## START EXTRACTED TEXT

Really, it's EXACTLY the same MO as James O' Keefe. And reasonable people will reject it with the contempt it deserves, for the same reason.

 

leftynyc

(26,060 posts)
24. Uh - no
Thu Sep 17, 2015, 05:00 AM
Sep 2015

There is nothing saying Corbyn couldn't STRONGLY denounce the person - not at the event but sometime later - and clearly say the person's views are anathema to him. If you can't do that with a holocaust denier, you're pretty useless as a human.

FarrenH

(768 posts)
27. I guess it's easier to just take smear merchants on their word
Thu Sep 17, 2015, 08:10 AM
Sep 2015

then actually check whether the smears are factually correct, or whether your assumptions about the person being smeared are factual

Jeremy Corbyn:

“Fifteen years ago (Eisen) was not a Holocaust denier. Had he been a Holocaust denier, I would have had absolutely nothing to do with him. I was moved by the plight of people who had lost their village in Deir Yassin,” he told Channel Four news.

“Holocaust denial is vile and wrong. The Holocaust was the most vile part of our history. The Jewish people killed by the Nazi Holocaust were the people who suffered the most in the 20th century.

“I have no contact now whatsoever with Paul Eisen and Deir Yassin Remembered.”

 

leftynyc

(26,060 posts)
30. Nice to hear
Thu Sep 17, 2015, 08:17 AM
Sep 2015

But not the truth. Eisen has always been holocaust denier. He just didn't care because of his cause.

FarrenH

(768 posts)
19. He's also stated in no uncertain terms that
Wed Sep 16, 2015, 06:58 PM
Sep 2015

he does not share the beliefs of Hamas or Hezbollah, but at the same time, it is impossible to bring about peace in the region without engaging such organizations.

That he is opposed to Israeli occupation and pro-Palestinian is not in dispute.

And in all honesty I do think that he is in that part of the left that allows advocacy on behalf of an oppressed people to cloud their judgement when it comes to how much slack he gives their more unsavory representatives.

But I believe the primary reason for the fear described is simple. A majority of Jews in the UK are committed Zionists, in roughly equal proportion to the numbers claiming fear above, and Corbyn is clearly anti-Zionist. Israeli lobby groups have for the longest time held considerable sway in both Labour and the Conservative party and I think it's something of a shock to realize that if he does lead Labour to victory, it will be the first time in forever that the UK has a leader that is actually somewhat hostile towards Israel's occupation of Palestinian land and oppression of Palestinians.

I have an old friend who is Jewish, Zionist and lives in London and it's been interesting debating Corbyn with him on facebook because before his ascent, Corbyn's political positions roughly matched his own on almost every domestic issue, but now that someone of his rough political stripe is actually labour leader, my friend is trotting out every specious criticism tendered by both the man's right-wing critics and those in his own party.

## END EXTRACTED TEXT
## START RECORD EXCERPTS

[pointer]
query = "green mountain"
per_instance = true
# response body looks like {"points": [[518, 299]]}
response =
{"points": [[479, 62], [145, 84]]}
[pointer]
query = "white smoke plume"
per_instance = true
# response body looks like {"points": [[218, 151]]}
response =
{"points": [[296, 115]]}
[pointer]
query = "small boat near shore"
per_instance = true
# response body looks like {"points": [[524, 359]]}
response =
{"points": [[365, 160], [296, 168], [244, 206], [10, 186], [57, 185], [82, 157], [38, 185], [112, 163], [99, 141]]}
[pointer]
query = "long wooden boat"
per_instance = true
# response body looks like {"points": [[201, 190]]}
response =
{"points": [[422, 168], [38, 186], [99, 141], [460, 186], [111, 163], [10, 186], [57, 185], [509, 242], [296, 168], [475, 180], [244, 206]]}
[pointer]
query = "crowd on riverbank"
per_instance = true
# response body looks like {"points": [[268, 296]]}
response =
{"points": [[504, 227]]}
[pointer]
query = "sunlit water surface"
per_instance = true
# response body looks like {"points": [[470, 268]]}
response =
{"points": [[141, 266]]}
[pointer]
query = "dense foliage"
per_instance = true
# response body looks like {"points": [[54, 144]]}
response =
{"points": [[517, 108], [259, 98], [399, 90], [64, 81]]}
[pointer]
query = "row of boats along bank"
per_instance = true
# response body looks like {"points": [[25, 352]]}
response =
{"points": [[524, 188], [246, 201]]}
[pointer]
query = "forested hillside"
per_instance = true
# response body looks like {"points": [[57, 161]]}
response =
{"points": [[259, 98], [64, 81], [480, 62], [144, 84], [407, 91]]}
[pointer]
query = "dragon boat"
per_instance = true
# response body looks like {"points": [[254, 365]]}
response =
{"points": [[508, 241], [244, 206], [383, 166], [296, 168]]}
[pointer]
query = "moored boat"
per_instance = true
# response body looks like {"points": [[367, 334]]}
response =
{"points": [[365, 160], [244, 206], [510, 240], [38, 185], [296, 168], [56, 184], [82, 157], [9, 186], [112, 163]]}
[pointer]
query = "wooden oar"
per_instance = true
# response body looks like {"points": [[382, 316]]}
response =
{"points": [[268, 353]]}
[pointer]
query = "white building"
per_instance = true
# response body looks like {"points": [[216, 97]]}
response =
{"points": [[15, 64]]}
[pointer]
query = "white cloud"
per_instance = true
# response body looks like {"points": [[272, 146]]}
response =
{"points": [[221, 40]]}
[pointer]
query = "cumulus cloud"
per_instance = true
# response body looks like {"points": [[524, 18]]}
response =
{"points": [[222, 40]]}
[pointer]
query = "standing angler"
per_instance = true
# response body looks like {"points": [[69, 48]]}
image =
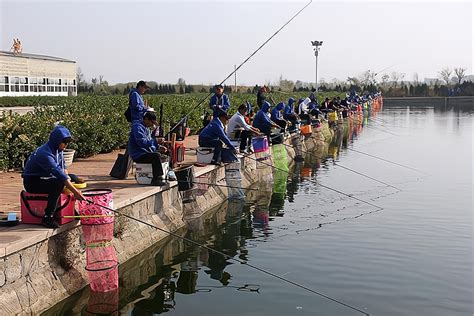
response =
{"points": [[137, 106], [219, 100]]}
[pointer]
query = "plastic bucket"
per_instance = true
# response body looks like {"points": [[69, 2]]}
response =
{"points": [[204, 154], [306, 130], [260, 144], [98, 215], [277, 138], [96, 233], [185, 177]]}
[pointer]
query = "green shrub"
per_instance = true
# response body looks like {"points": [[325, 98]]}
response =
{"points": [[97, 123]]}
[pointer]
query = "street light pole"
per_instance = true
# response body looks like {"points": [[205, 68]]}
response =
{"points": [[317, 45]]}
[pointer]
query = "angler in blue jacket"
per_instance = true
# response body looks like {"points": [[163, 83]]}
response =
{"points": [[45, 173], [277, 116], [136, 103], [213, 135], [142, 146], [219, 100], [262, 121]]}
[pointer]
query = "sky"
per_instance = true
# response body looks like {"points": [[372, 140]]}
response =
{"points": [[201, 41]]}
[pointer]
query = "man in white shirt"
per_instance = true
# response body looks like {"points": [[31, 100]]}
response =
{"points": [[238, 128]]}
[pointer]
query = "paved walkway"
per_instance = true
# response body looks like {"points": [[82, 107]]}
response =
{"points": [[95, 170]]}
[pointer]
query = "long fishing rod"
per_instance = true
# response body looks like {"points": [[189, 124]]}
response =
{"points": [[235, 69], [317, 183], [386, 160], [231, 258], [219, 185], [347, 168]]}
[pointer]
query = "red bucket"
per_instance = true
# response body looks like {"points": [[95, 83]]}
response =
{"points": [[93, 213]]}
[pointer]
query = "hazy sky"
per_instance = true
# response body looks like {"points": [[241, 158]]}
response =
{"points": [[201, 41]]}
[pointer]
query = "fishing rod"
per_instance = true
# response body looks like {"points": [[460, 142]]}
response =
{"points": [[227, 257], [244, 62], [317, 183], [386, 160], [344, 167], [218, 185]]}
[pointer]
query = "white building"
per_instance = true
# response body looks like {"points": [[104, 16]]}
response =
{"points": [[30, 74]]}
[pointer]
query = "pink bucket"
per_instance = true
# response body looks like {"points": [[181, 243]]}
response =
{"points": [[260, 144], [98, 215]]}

## END RECORD EXCERPTS
## START RECORD EXCERPTS

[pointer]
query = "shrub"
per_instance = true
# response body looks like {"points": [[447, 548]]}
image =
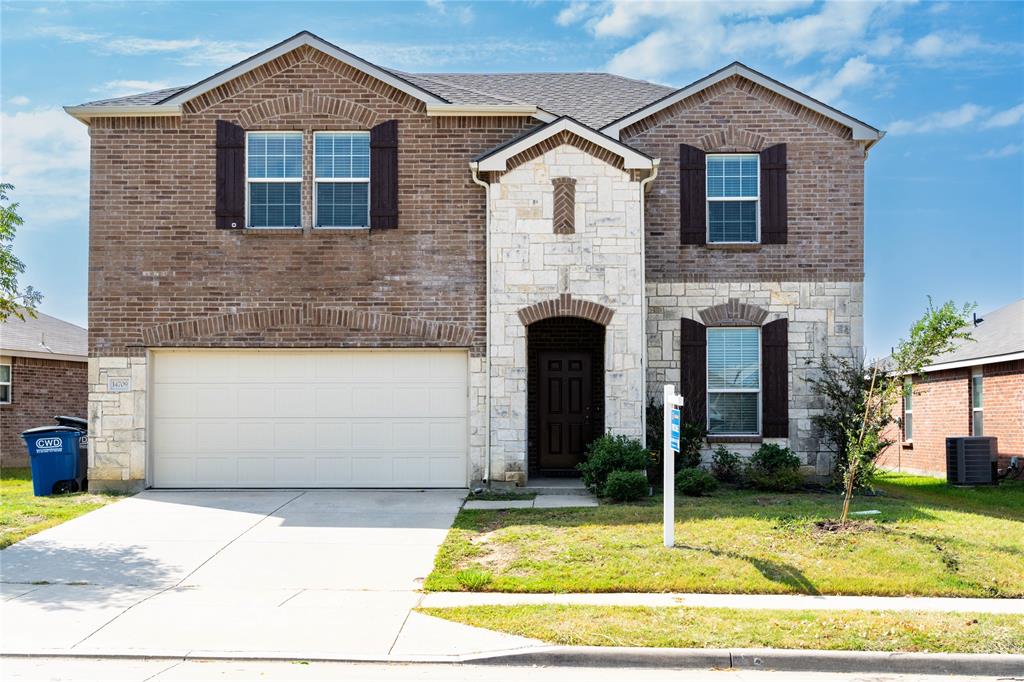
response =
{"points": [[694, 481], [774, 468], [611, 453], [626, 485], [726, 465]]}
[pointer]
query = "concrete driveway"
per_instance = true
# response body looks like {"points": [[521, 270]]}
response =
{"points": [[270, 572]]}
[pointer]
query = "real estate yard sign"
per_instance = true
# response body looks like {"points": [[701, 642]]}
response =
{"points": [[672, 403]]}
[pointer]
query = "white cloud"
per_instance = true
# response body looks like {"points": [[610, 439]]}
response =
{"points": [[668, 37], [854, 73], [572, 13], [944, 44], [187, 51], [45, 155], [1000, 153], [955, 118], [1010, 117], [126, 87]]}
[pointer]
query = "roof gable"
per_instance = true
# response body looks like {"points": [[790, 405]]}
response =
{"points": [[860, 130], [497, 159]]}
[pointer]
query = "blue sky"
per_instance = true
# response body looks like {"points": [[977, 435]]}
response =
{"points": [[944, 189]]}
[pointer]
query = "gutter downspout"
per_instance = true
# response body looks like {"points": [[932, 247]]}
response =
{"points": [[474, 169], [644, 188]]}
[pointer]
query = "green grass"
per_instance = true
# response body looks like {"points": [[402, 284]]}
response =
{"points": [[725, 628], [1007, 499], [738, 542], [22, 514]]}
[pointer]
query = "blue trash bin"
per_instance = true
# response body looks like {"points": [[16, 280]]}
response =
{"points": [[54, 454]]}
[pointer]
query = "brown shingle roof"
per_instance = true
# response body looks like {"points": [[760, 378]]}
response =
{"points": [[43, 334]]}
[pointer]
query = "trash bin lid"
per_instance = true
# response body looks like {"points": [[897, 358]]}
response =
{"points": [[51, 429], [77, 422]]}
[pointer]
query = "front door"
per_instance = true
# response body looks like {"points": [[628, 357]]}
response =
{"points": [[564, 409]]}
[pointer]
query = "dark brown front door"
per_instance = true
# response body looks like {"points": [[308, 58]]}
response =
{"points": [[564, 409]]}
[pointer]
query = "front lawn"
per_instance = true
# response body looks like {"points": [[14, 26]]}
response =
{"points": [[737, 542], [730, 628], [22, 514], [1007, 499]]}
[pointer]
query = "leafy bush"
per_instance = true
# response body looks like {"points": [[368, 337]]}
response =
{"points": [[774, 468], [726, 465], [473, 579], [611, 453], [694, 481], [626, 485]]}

## END RECORD EXCERPTS

**GIVEN PROBLEM A:**
Copy the forum thread word for word, starting with "he does not" and going on through "engaging such organizations.".
**GIVEN PROBLEM B:**
For each statement, say yes or no to whether the forum thread agrees with it, and quote the words that decide it: (i) Corbyn said he now has no contact with Paul Eisen; (ii) leftynyc accepted Corbyn's account of Eisen as true; (iii) FarrenH has an old friend who lives in London.
Work from the forum thread alone.

**CORRECT ANSWER A:**
he does not share the beliefs of Hamas or Hezbollah, but at the same time, it is impossible to bring about peace in the region without engaging such organizations.

**CORRECT ANSWER B:**
(i) Yes: "I have no contact now whatsoever with Paul Eisen and Deir Yassin Remembered."
(ii) No: "But not the truth. Eisen has always been holocaust denier."
(iii) Yes: "I have an old friend who is Jewish, Zionist and lives in London"